*Work instructions*:
(a) Answer these from the article on Boris Johnson's first year after the 2019 election, one per line:
(i) How large was the majority Johnson won?
(ii) How many of his Tory predecessors does the writer look back at?
(iii) For how many of those predecessors would it "never be glad confident morning again"?
(b) Decide whether each statement agrees with the article on Boris Johnson's first year after the 2019 election. Answer yes or no and quote the words that settle it.
(i) The anniversary of the 2019 landslide was met with a lot of celebration.
(ii) The predecessors the writer compares had each beaten Labour at a general election.
(iii) The writer says Johnson has had an easy year.
(c) Carry on the article about Boris Johnson and his Tory predecessors, starting right after its last sentence.

Passage provided below:

Bojo with no mojo. Credit: Tayfun Salci/Anadolu Agency via Getty

There was little fanfare as the anniversary of the Tory Party’s 2019 landslide slipped by. There was some interesting commentary, but not much back-slapping among the faithful — what, after all, was there to celebrate? Who could possibly have predicted how much trouble a prime minister who’d won an 80 seat majority and a double-digit lead over the opposition could be in barely 12 months later?
Well, let’s not be so swift to condemn. A look back at where three of Boris Johnson’s Tory PM predecessors stood a year after they too had trounced Labour at a general election gives the lie to the idea that only Boris could have blown things so badly. Sure, he’s had a difficult year. But we somehow seem to have forgotten that they had too!
So Christmas tidings of comfort and joy all round, right? Well, not quite. For two of the three Tory leaders in question, remember, it would never be glad confident morning again. Still, the whole point of history is to learn from it. So what lessons are there for Boris from their successes and their failings? Let’s start with the one whose time in No 10 was about to come to a very abrupt and unexpected end.

End of Passage provided.
Stored data below:

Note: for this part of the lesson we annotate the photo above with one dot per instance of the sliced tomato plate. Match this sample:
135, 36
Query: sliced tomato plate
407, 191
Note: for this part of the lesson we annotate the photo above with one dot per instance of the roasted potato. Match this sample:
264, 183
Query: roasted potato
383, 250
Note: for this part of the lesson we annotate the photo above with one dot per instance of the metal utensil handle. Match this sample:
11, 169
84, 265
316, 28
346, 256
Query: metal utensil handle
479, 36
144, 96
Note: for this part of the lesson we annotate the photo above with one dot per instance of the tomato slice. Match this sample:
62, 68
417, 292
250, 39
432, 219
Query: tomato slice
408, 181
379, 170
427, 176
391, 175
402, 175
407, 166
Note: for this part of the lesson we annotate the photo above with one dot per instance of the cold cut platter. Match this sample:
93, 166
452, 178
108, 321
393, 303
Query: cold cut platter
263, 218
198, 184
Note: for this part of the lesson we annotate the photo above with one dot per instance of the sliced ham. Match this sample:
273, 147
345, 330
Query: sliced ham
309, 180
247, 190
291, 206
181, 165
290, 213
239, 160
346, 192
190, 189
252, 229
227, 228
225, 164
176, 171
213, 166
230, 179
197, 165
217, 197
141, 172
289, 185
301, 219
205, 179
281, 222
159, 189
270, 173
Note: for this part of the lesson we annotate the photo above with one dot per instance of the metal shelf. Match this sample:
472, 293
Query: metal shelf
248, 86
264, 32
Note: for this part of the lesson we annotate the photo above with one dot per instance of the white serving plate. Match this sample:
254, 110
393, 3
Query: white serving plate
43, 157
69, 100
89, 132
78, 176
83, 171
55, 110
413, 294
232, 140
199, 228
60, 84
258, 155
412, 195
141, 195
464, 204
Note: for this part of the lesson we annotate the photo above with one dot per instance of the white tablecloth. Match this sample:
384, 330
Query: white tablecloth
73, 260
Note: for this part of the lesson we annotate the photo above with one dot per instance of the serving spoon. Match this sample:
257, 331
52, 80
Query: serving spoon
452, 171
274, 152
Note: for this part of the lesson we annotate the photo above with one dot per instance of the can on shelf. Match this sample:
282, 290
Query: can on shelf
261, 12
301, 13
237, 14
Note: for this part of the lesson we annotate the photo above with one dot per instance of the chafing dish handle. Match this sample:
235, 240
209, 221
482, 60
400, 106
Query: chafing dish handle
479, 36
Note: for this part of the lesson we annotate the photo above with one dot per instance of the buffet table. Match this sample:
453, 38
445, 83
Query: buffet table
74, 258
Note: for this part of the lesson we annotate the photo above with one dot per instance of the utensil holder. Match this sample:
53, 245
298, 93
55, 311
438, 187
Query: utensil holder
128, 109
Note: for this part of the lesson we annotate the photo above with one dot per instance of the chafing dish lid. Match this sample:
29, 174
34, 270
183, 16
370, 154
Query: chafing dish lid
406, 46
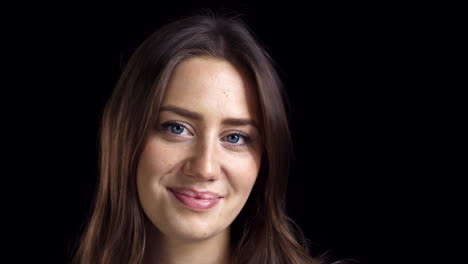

End of Stored data.

*Task-by-task results*:
(a)
(i) 80 seats
(ii) Three
(iii) Two

(b)
(i) No: "There was little fanfare as the anniversary of the Tory Party’s 2019 landslide slipped by."
(ii) Yes: "where three of Boris Johnson’s Tory PM predecessors stood a year after they too had trounced Labour at a general election"
(iii) No: "Sure, he’s had a difficult year."

(c)
David Cameron, May 2016
Pride, they say, comes before a fall. And in David Cameron’s case, that fall was pretty damn spectacular. It would be unfair to say that as he went about his business at the beginning of May 2016, he was serenely confident, let alone chillaxed, that Remain would triumph in June’s EU referendum. By that stage of the game, after all, no one in No 10 imagined they would be coasting to victory. But Cameron still had every hope of victory, mainly because the economic case he was majoring on so overwhelmingly favoured the Remain cause – just as it had in Scotland a couple of years earlier and at the general election a year before.
That it didn’t go his way could be blamed partly on the fact that he was fighting the referendum campaign with one hand tied behind his back, so determined was he not to indulge in ‘blue-on-blue’ attacks. He wanted room to put the party back together afterwards, even when sorely provoked by (guess who?) Boris Johnson.
Perhaps if Cameron had displayed the same killer instinct that had helped him see off Tony Blair and then Gordon Brown when dealing with the enemy within, then Prime Minister George Osborne would now be dealing with the Coronovirus crisis – and without having to worry about ‘getting Brexit done’ at the very same time.